**INPUT:**
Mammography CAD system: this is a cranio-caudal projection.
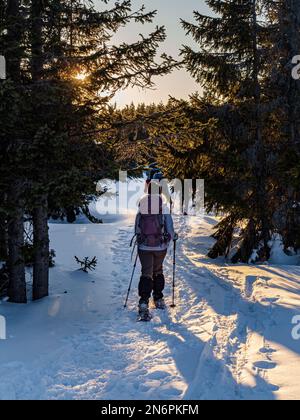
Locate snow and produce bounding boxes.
[0,207,300,400]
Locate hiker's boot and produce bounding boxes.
[153,273,166,309]
[154,298,167,310]
[139,301,151,322]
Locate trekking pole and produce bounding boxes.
[124,252,139,309]
[171,236,176,308]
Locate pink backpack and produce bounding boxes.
[138,195,165,248]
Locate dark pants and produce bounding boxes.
[139,251,167,302]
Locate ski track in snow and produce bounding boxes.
[0,216,300,400]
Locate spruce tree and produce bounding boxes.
[182,0,272,262]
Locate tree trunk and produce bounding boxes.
[31,0,49,300]
[33,195,49,300]
[8,183,27,303]
[0,194,8,261]
[5,0,27,303]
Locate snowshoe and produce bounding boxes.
[154,299,167,311]
[138,303,152,322]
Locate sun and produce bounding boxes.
[75,72,88,82]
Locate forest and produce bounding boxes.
[0,0,300,303]
[0,0,300,402]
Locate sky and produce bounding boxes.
[95,0,208,107]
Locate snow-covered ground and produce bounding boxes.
[0,210,300,400]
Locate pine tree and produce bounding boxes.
[182,0,272,262]
[268,0,300,251]
[0,0,177,299]
[0,0,27,303]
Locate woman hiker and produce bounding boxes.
[135,174,178,321]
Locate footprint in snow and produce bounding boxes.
[254,360,277,370]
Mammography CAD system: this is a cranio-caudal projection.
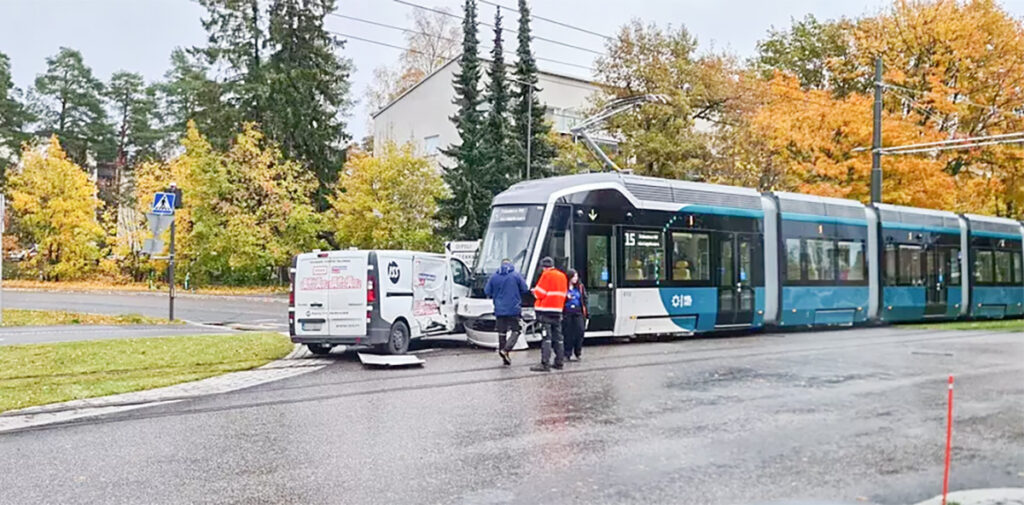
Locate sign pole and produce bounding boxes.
[942,375,953,505]
[167,217,175,321]
[0,194,6,325]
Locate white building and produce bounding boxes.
[373,57,600,165]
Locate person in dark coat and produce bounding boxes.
[483,259,529,367]
[562,268,588,361]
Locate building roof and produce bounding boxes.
[370,54,598,119]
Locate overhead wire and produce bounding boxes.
[331,12,594,73]
[394,0,604,56]
[882,83,1021,118]
[477,0,612,40]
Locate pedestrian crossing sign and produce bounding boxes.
[153,193,175,216]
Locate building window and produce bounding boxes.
[623,229,665,283]
[423,135,441,156]
[672,232,711,281]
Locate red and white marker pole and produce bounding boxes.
[942,375,953,505]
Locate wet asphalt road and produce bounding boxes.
[0,329,1024,504]
[3,289,288,331]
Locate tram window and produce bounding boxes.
[672,232,711,281]
[807,239,836,281]
[885,244,899,286]
[899,245,925,286]
[995,251,1013,284]
[974,251,992,284]
[949,248,959,286]
[837,241,865,282]
[785,239,801,281]
[623,229,665,282]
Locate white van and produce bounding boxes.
[288,249,470,354]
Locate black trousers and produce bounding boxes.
[562,312,586,357]
[537,310,565,365]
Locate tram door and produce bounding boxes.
[924,247,949,315]
[572,224,615,331]
[715,234,760,326]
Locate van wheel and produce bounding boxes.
[306,344,331,355]
[382,321,409,354]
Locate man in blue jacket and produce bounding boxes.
[483,259,529,367]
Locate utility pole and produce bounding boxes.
[871,56,883,204]
[506,77,534,179]
[526,84,534,180]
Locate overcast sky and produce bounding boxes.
[6,0,1024,139]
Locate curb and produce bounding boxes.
[915,488,1024,505]
[0,344,335,433]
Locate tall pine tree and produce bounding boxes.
[0,52,32,170]
[263,0,352,210]
[35,47,114,166]
[480,7,518,197]
[195,0,268,124]
[158,48,240,152]
[512,0,555,178]
[106,72,160,193]
[440,0,492,240]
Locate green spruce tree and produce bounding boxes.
[440,0,492,240]
[0,52,33,170]
[35,47,114,167]
[480,7,518,198]
[263,0,352,210]
[512,0,555,179]
[194,0,269,125]
[157,48,241,152]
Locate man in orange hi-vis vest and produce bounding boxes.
[530,257,568,372]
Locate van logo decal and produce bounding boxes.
[387,261,401,284]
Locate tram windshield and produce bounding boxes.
[476,205,544,273]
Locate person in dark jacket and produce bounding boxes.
[562,268,587,362]
[483,259,529,367]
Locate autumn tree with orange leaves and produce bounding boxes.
[597,0,1024,217]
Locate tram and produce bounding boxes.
[458,172,1024,346]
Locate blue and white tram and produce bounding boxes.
[458,173,1024,345]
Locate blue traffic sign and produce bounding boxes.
[153,193,175,216]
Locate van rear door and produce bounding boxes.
[327,251,370,337]
[413,255,451,333]
[295,252,331,336]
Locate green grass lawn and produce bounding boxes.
[0,308,180,327]
[902,320,1024,332]
[0,333,292,412]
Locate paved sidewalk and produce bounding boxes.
[0,345,335,433]
[0,324,237,345]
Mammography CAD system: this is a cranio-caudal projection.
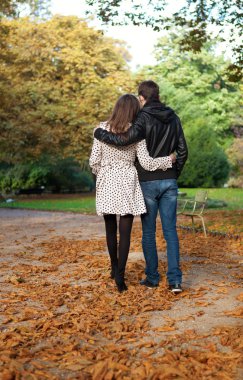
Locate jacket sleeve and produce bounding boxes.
[89,139,102,175]
[176,118,188,178]
[136,140,172,171]
[94,113,146,146]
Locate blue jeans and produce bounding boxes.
[140,179,182,285]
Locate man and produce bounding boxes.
[94,80,187,293]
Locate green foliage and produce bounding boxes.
[140,32,240,187]
[0,16,133,163]
[0,157,94,193]
[86,0,242,82]
[178,121,230,187]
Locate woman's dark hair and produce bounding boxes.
[107,94,140,133]
[138,80,159,102]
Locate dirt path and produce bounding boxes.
[0,209,243,380]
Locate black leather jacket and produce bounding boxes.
[94,101,188,181]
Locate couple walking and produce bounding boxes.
[89,80,187,293]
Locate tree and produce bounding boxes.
[138,32,240,187]
[0,17,133,163]
[86,0,243,81]
[142,31,240,145]
[178,120,230,188]
[0,0,51,17]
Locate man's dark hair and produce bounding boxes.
[138,80,159,102]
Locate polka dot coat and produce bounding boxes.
[89,123,172,215]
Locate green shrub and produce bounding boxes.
[0,157,94,193]
[178,120,230,188]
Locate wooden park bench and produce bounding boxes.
[177,190,208,237]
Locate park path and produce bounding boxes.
[0,209,243,379]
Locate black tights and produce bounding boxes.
[104,214,134,283]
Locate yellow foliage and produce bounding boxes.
[0,16,134,162]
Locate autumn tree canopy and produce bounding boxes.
[0,17,135,162]
[86,0,243,81]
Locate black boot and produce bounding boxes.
[115,271,127,293]
[111,263,118,280]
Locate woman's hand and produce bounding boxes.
[170,153,176,164]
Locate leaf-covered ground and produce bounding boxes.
[0,209,243,380]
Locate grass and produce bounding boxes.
[0,195,95,214]
[180,188,243,210]
[0,188,243,214]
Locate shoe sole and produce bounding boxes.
[171,289,182,293]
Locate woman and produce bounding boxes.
[89,94,175,292]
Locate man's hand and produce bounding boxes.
[170,153,176,164]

**WHAT YOU NEED TO DO:** Please replace "produce" with "return" throughout the data above, keep everything else the same, and leave the pictures out.

**TASK OUTPUT:**
Mammography CAD system: this is a cranio-caudal projection.
Locate snow and return bounding boxes.
[0,207,300,400]
Locate hiker's boot and return bounding boxes.
[153,273,166,309]
[154,298,167,310]
[139,301,151,322]
Locate trekking pole and return bounding boxes.
[124,252,139,309]
[171,236,176,308]
Locate pink backpack and return bounding boxes.
[138,195,165,248]
Locate dark pants and return bounding boxes.
[139,251,167,302]
Locate ski track in snow and return bounding boxes.
[0,216,300,400]
Locate spruce tree and return bounding boxes.
[182,0,272,262]
Locate tree trunk and return bounding boxes.
[31,0,49,300]
[33,195,49,300]
[8,183,27,303]
[0,194,8,261]
[5,0,27,303]
Locate snowshoe and return bounding boxes.
[154,299,167,311]
[138,303,152,322]
Locate sun and return bounding boxes.
[75,72,88,82]
Locate forest and return bounding boxes.
[0,0,300,303]
[0,0,300,402]
Locate sky and return bounding boxes.
[95,0,208,107]
Locate snow-covered ground and return bounding boxes.
[0,210,300,400]
Locate pine tree and return bounding boxes.
[182,0,272,262]
[268,0,300,251]
[0,0,177,299]
[0,0,27,303]
Locate woman hiker and return bounding boxes.
[135,174,178,321]
Locate footprint in snow and return bounding boxes.
[254,360,277,370]
Mammography CAD system: this is a cranio-caudal projection.
Locate sign pole and return bounding boxes.
[942,375,953,505]
[167,217,175,321]
[0,194,6,325]
Locate white building and return bounding boxes.
[373,57,600,165]
Locate person in dark coat and return bounding boxes.
[483,259,529,367]
[562,268,588,361]
Locate building roof and return bounding boxes.
[370,54,598,119]
Locate overhead wire and return bounding boxes.
[331,12,594,73]
[394,0,604,56]
[882,83,1021,118]
[477,0,612,40]
Locate pedestrian crossing sign and return bounding boxes.
[153,193,175,216]
Locate building window and return bounding boxes.
[623,229,665,283]
[423,135,441,156]
[672,232,711,281]
Locate red and white marker pole and return bounding boxes.
[942,375,953,505]
Locate wet asphalt road and return bounding boxes.
[0,329,1024,504]
[3,289,288,331]
Locate tram window and return bounding boxes.
[672,232,711,281]
[807,239,836,281]
[885,244,899,286]
[899,245,925,286]
[995,251,1013,284]
[974,251,992,284]
[949,248,959,286]
[837,241,865,282]
[785,239,801,281]
[623,229,665,282]
Locate white van and return bounding boxes.
[288,249,470,354]
Locate black trousers and return bounding boxes.
[562,312,586,357]
[537,310,565,365]
Locate tram door and return bounding boxes.
[924,247,949,315]
[572,224,615,331]
[715,234,760,326]
Locate van wheel and return bounding boxes.
[306,344,331,355]
[382,321,409,354]
Locate man in blue jacket and return bounding boxes.
[483,259,529,367]
Locate utility pole and return bounding boxes.
[871,56,883,204]
[506,77,534,179]
[526,84,534,180]
Locate overcast sky and return bounding boxes.
[6,0,1024,139]
Locate curb and return bounding boxes.
[915,488,1024,505]
[0,344,335,433]
Locate tall pine tree and return bounding boxes.
[0,52,32,170]
[263,0,352,210]
[35,47,114,166]
[480,7,518,197]
[195,0,268,124]
[158,48,240,152]
[512,0,555,178]
[106,72,160,193]
[440,0,492,240]
Locate green spruce tree and return bounding boxes.
[440,0,492,240]
[0,52,33,170]
[35,47,114,167]
[480,7,518,198]
[263,0,352,210]
[512,0,555,179]
[194,0,269,125]
[157,48,241,152]
Locate man in orange hi-vis vest and return bounding boxes.
[530,257,568,372]
Locate van logo decal and return bounding boxes.
[387,261,401,284]
Locate tram windshield and return bounding boxes.
[476,205,544,273]
Locate person in dark jacket and return bounding boxes.
[562,268,587,362]
[483,259,529,367]
Locate autumn tree with orange leaves and return bounding boxes.
[597,0,1024,217]
Locate tram and return bounding boxes.
[458,172,1024,346]
Locate blue and white tram and return bounding boxes.
[458,173,1024,345]
Locate blue traffic sign and return bounding boxes.
[153,193,175,216]
Locate van rear door and return bounding boxes.
[327,251,370,337]
[413,255,451,333]
[295,252,331,336]
Locate green grass lawn and return bounding boxes.
[0,308,180,327]
[902,320,1024,332]
[0,333,292,412]
Locate paved sidewalk and return bounding boxes.
[0,345,335,433]
[0,324,237,345]
Mammography CAD system: this is a cranio-caudal projection.
Locate jacket sleeve and return bounding boxes.
[89,139,102,175]
[176,118,188,178]
[136,140,172,171]
[94,113,146,146]
Locate blue jeans and return bounding boxes.
[140,179,182,285]
Locate man and return bounding boxes.
[94,80,187,293]
Locate green foliage and return bounding boxes.
[140,32,240,187]
[0,16,133,163]
[0,157,94,193]
[86,0,242,82]
[178,121,230,187]
Locate woman's dark hair and return bounding boxes.
[107,94,140,133]
[138,80,159,102]
Locate dirt path and return bounding boxes.
[0,209,243,380]
Locate black leather jacket and return bounding boxes.
[94,101,188,181]
Locate couple walking and return bounding boxes.
[89,80,187,293]
Locate tree and return bounding boxes.
[138,32,240,187]
[0,17,133,163]
[86,0,243,81]
[142,31,240,145]
[178,120,230,188]
[0,0,51,17]
Locate man's dark hair and return bounding boxes.
[138,80,159,102]
Locate polka dot coat and return bounding boxes.
[89,123,172,215]
Locate green shrub and return bounding boxes.
[0,157,94,193]
[178,120,230,188]
Locate wooden park bench and return bounding boxes.
[177,190,208,237]
Locate park path and return bounding boxes.
[0,209,243,379]
Locate black tights and return bounding boxes.
[104,214,134,283]
Locate yellow foliage and return bounding boxes.
[0,16,134,162]
Locate autumn tree canopy and return bounding boxes.
[0,17,135,162]
[86,0,243,81]
Locate black boot and return bounding boxes.
[115,271,127,293]
[111,263,118,280]
Locate woman's hand and return bounding boxes.
[170,153,176,164]
Locate leaf-covered ground and return bounding boxes.
[0,209,243,380]
Locate grass and return bounding boxes.
[0,195,95,214]
[180,188,243,210]
[0,188,243,214]
Locate shoe sole and return bounding boxes.
[171,289,182,293]
Locate woman and return bounding boxes.
[89,94,175,292]
Locate man's hand and return bounding boxes.
[170,153,176,164]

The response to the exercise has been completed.